(Ejercicio breve 1):
Pase a una lista numerada las líneas de las entradas que comienzan en la que contiene "[segment] woman's hand" y terminan al final de las entradas, ambos extremos incluidos. Omita las líneas en blanco.

(Texto fuente):
==========

La intimidad que se reserva para uno es una cualidad del paraíso. Agracemos a Mary Oliver que nos haya dejado entrar un poquito en el que fuera el suyo. En Horas de invierno, libro que dedicó a Molly Malone Cook, leemos: Somos felices y somos afortunadas. Nos bastamos mutuamente: acompañamiento, intimidad, cariño, arrebato. Cada vez que oigo algo horrible, quiero taparle los oídos a M. Cada vez que veo algo bello y me da un vuelco el corazón, es a M. a quien corro a contárselo.

Y más tarde, con preocupación, apunta: Cuando mueren los protagonistas de tu vida ¿hay suplentes? o ¿Hay acaso otra cosa que suplencia? (…) Llegamos a aceptar la brevedad de nuestra propia vida; mas el amante que hay en el interior de todos nosotros, -la parte de nosotros que adora a otra persona-, ¡ah! eso es harina de otro costal…

«En los bosques de Blackwater», poema publicado por vez primera en 1983, había señalado certeramente:

Para vivir en este mundo necesitas que estas tres cosas
te sean posibles:
amar lo que morirá;
estrecharlo
contra tus huesos sabiendo
que tu vida misma depende de ello;
​y cuando llegue el momento de soltarlo,
soltarlo
.

Dos años después de la muerte de Cook en 2005, Oliver publicó Nuestro mundo; una recopilación de fotografías y anotaciones del diario de Molly, acompañada de recuerdos, textos breves en prosa y poesías. Un homenaje a quien fuera su pareja durante más de cuarenta años. Con una de las entradas del diario de Molly sobre su amada Mary concluimos esta reseña:

Mary acaba de volver con flores amarillas y con Luke empapado porque ha estado nadando en los lagos. Siempre le pregunto cómo le ha ido. ¿Qué significa eso, qué espero oír? Algo bueno, imagino. Pido noticias de seres humanos. Mary vuelve a casa con noticias de zorros, noticias de aves y de sus tiernos amigos los gansos Merlin y Dreamer, que de nuevo tendrán crías bajo su atenta mirada. ¿Cuántos años lleva observándolos? Los gansos van corriendo a su encuentro. Estas son las noticias de Mary.

Tres poemas:

Gansos Salvajes

No tienes que ser bueno.
No tienes que caminar sobre tus rodillas, arrepintiéndote,
durante cien millas a través del desierto.
Sólo tienes que permitir que el suave animal de tu cuerpo
ame aquello que ama
.

Cuéntame acerca de la desesperación, la tuya, y yo te contaré la mía.
Mientras tanto el mundo sigue girando.
Mientras tanto el sol y las transparentes esquirlas de lluvia
están moviéndose a través de los paisajes,
sobre las llanuras y los profundos bosques,
las montañas y los ríos.
Mientras tanto los gansos salvajes, altos en el limpio aire azul,
están volviendo a casa otra vez.

Quienquiera que seas, no importa cuán solo estés,
el mundo se ofrece a tu imaginación,
te llama como los gansos salvajes, chillones y emocionados,
una y otra vez anunciando tu lugar
en la familia de las cosas.

Dream Work. 1986.

Día de verano

¿Quién creó al mundo?
¿Quién hizo al cisne, y al oso negro?

==========

Filas de un conjunto de datos
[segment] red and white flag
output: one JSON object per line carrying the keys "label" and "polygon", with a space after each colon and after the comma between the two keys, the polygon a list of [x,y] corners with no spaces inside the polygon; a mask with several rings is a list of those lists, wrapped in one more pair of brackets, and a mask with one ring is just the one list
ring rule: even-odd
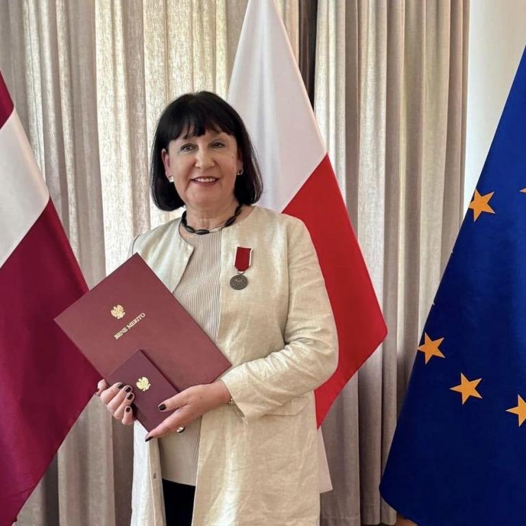
{"label": "red and white flag", "polygon": [[315,392],[318,426],[387,328],[272,0],[249,0],[228,91],[259,156],[259,204],[301,219],[316,248],[339,344],[334,374]]}
{"label": "red and white flag", "polygon": [[11,526],[98,375],[53,322],[87,287],[0,74],[0,526]]}

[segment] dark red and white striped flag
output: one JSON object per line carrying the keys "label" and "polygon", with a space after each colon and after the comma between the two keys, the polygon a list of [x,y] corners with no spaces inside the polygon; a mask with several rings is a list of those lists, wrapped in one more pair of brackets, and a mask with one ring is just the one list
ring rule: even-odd
{"label": "dark red and white striped flag", "polygon": [[0,74],[0,526],[11,526],[98,375],[53,322],[87,289]]}
{"label": "dark red and white striped flag", "polygon": [[315,392],[318,423],[387,328],[300,71],[274,1],[249,0],[228,101],[259,154],[260,204],[301,219],[318,252],[338,330],[339,362]]}

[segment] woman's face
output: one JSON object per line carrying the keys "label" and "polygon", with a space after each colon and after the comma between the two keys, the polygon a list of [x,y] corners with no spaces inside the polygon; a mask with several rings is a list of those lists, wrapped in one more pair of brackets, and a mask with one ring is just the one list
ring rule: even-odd
{"label": "woman's face", "polygon": [[167,177],[187,206],[221,209],[234,198],[238,170],[242,167],[235,138],[224,132],[207,130],[201,136],[171,141],[162,152]]}

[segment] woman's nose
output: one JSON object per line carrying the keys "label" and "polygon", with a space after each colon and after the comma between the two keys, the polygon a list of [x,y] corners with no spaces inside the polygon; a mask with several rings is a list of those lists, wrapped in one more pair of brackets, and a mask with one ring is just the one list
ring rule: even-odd
{"label": "woman's nose", "polygon": [[201,169],[206,169],[214,163],[210,154],[204,150],[199,150],[195,156],[195,166]]}

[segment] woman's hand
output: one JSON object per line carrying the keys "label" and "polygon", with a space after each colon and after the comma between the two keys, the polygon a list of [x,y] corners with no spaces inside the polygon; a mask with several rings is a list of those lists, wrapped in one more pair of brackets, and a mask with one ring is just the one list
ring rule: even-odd
{"label": "woman's hand", "polygon": [[146,441],[160,438],[187,426],[208,411],[227,404],[230,399],[230,394],[221,380],[185,389],[159,404],[159,411],[177,411],[152,429],[146,436]]}
{"label": "woman's hand", "polygon": [[108,387],[105,380],[101,380],[97,384],[95,394],[100,397],[108,410],[125,425],[133,424],[135,417],[133,416],[131,405],[134,395],[131,385],[123,383],[114,383]]}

==========

(Ejercicio breve 2):
Reproduzca el fragmento del texto fuente que comienza en "Mientras tanto los" y termina en "creó al mundo?", sustituyendo "limpio aire azul" por "claro cielo abierto".

(Respuesta 1):
1. [segment] woman's hand
2. output: one JSON object per line carrying the keys "label" and "polygon", with a space after each colon and after the comma between the two keys, the polygon a list of [x,y] corners with no spaces inside the polygon; a mask with several rings is a list of those lists, wrapped in one more pair of brackets, and a mask with one ring is just the one list
3. ring rule: even-odd
4. {"label": "woman's hand", "polygon": [[146,441],[160,438],[187,426],[208,411],[227,404],[230,399],[230,394],[221,380],[185,389],[159,404],[159,411],[177,411],[152,429],[146,436]]}
5. {"label": "woman's hand", "polygon": [[108,387],[105,380],[101,380],[97,384],[95,394],[100,397],[108,410],[125,425],[133,424],[135,417],[133,416],[131,405],[134,395],[131,385],[123,383],[114,383]]}

(Respuesta 2):
Mientras tanto los gansos salvajes, altos en el claro cielo abierto,
están volviendo a casa otra vez.

Quienquiera que seas, no importa cuán solo estés,
el mundo se ofrece a tu imaginación,
te llama como los gansos salvajes, chillones y emocionados,
una y otra vez anunciando tu lugar
en la familia de las cosas.

Dream Work. 1986.

Día de verano

¿Quién creó al mundo?